Fragmento seleccionado.
^^^^^^^^^^^^^^^^

Para los discípulos de Jesús creer en su resurrección no significa creer en una absurda e imposible reanimación de un cadáver o en una salida física de la tumba de uno que regresa de la muerte. Creer en la resurrección significa creer que la causa por la que Jesús luchó y murió es válida, también hoy; que su causa es también la nuestra; una causa por la que vale la pena vivir, luchar y morir.

Creer en la resurrección de Jesús significa creer que su palabra, su enseñanza, su proyecto, su causa, expresan los valores fundamentales de nuestra existencia. Significa creer que su acción, su palabra, su pensamiento, su fe, la cualidad de su humanidad, pueden dejar trazos profundos e indelebles en nuestra existencia, a tal punto que nuestra vida puede transformarse completamente. Lo importante no es creer en Jesús, sino creer como Jesús. No es tener fe en Jesús, sino tener la fe de Jesús. Es vivir según su Espíritu y ese estilo de vida suyo… que fascinaron al mundo. Si nuestra fe reproduce la fe de Jesús (es decir sus convicciones, su idea de Dios, su visión de la vida y de la historia humana, su actitud hacia los pobres, los marginados, los caídos, sus opciones frente a la riqueza y el poder) nuestra fe será tan crítica, conflictiva y combativa como la de la predicación de los Apóstoles o de Jesús.
A través de nosotros, sus discípulos, el profeta de Nazaret prosigue su obra. Ciertamente, hay un hombre que la maldad humana nos quitó; pero permanece y permanecerá siempre el hombre lleno del Espíritu de Dios, el modelo más realizado de humanidad, una luz sobre nuestro caminar y un camino de salvación. Permanecerá también aquel que nuestra fe, nuestra admiración y nuestro amor continuarán haciéndolo presente, vivo y resucitado, en nuestra vida y en nuestro mundo.

Bruno Mori  

 (traducción: Ernesto Baquer)  

LA RESURRECCION, FENOMENO DE FE

Sin la fe no hay resurreccion


Original: http://brunomori39.blogspot.com.uy/2012/07/ce-qui-est-possible-de-croire-propos-de.html.

Las personas que han leído mi entrada anterior, quizá tengan la impresión que el autor no cree en la resurrección de Jesús. Es verdad que no soy capaz de aceptar una concepción material de este acontecimiento. Pero estoy profundamente convencido que, si hay una vida en Dios después de la muerte, Jesús vive en esa vida ahora y por siempre.

La experiencia espiritual más cercana a la fe en la resurrección de Jesús es indudablemente la experiencia humana del amor. Si ustedes han vivido el amor, sabrán que la persona amada no tiene o no necesita estar físicamente presente para habitarles, para vivir en ustedes y para hacerlos vivir. El amor tiene el poder de dar vida al amante y al amado. Por eso se dice en la Biblia que "el amor es más fuerte que la muerte". Es que sólo el amor es capaz de garantizar que, incluso los muertos, continúen vivos. Veámoslo más de cerca.

^^^^^^^^^^^^^^^^

Sección de datos.
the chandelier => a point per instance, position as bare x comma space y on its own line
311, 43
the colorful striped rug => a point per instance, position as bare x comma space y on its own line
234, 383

^^^^^^^^^^^^^^^^

Consigna 1. Según el texto sobre la resurrección de Jesús, ¿qué experiencia humana es la más cercana a la fe en la resurrección?
Consigna 2. Prosigue el texto sobre la resurrección de Jesús a partir de su última oración.

Respuesta escrita 1. La experiencia humana del amor.

Respuesta escrita 2.
 Los y las que, en los inicios del movimiento cristiano, creyeron en la "resurrección" de Jesús, es decir en su presencia viviente más allá de la muerte, fueron los amigos más cercanos del Profeta de Nazaret; es decir, todas las personas que, de una manera u otra, fueron profundamente afectadas por su encuentro con el Maestro. Era gente imbuida de su pensamiento y su espíritu; que habían adoptado su doctrina, pero sobre todo su idea y su comprensión de Dios. Jesús les había anunciado un Dios-Padre que ama y que da la vida; que sitúa hijos en el mundo, no para que mueran, sino para que vivan. Un Dios que es resurrección y vida. Un Dios que ama a sus hijos y que hace todo para que tengan vida y la tengan en abundancia. Siguiendo al Maestro, los discípulos habían aprendido que su Dios es un Dios que no quiere la muerte del hombre, sino que se convierta y viva. Es el Dios-Padre del hijo pródigo que se regocija porque su hijo perdido ha sido encontrado; que estaba muerto y ha vuelto a la vida. Un Dios que posee la vida en él y que quiere darla y desparramarla; que es fuente de vida; que levanta a los muertos y los hace vivir; que da la vida eterna a los que escuchan su palabra, etc…

Además, los discípulos eran, como Jesús, judíos herederos de una larga tradición de fe en la vida eterna o "resurrección" que Dios da a todos los que hacen su voluntad y le son fieles. El Dios bíblico que habla a Moisés, es el Dios de Abraham, de Isaac y de Jacob, por tanto no un dios de los  muertos, sino de  los vivos. Los discípulos sabían que Jesús había dicho muchas y muchas veces que los que hacen la voluntad de Dios jamás conocerán la muerte, sino que tendrán vida eterna y que finalmente resucitarán a la vida de Dios. Los discípulos sabían también que Jesús había hecho siempre la voluntad de Dios; y vívido siempre en armonía con ella; que hacer la voluntad de Dios había sido siempre su soplo vital, su pan, el sentido y fin de toda su existencia: "Yo no he venido a hacer mi voluntad, decía, sino la de Aquel que me ha enviado". Jesús vivió hasta el fondo el cáliz del sufrimiento que habría podido rehuir; y bebió ese cáliz porque lo consideró voluntad de Dios y porque creyó que Dios le pedía una coherencia y una fidelidad total a las ideas, a los principios, al mensaje que proclamaba en su nombre… ("Si es posible, Padre, aleja de mi éste cáliz, pero que no se haga mi voluntad, sino la tuya…")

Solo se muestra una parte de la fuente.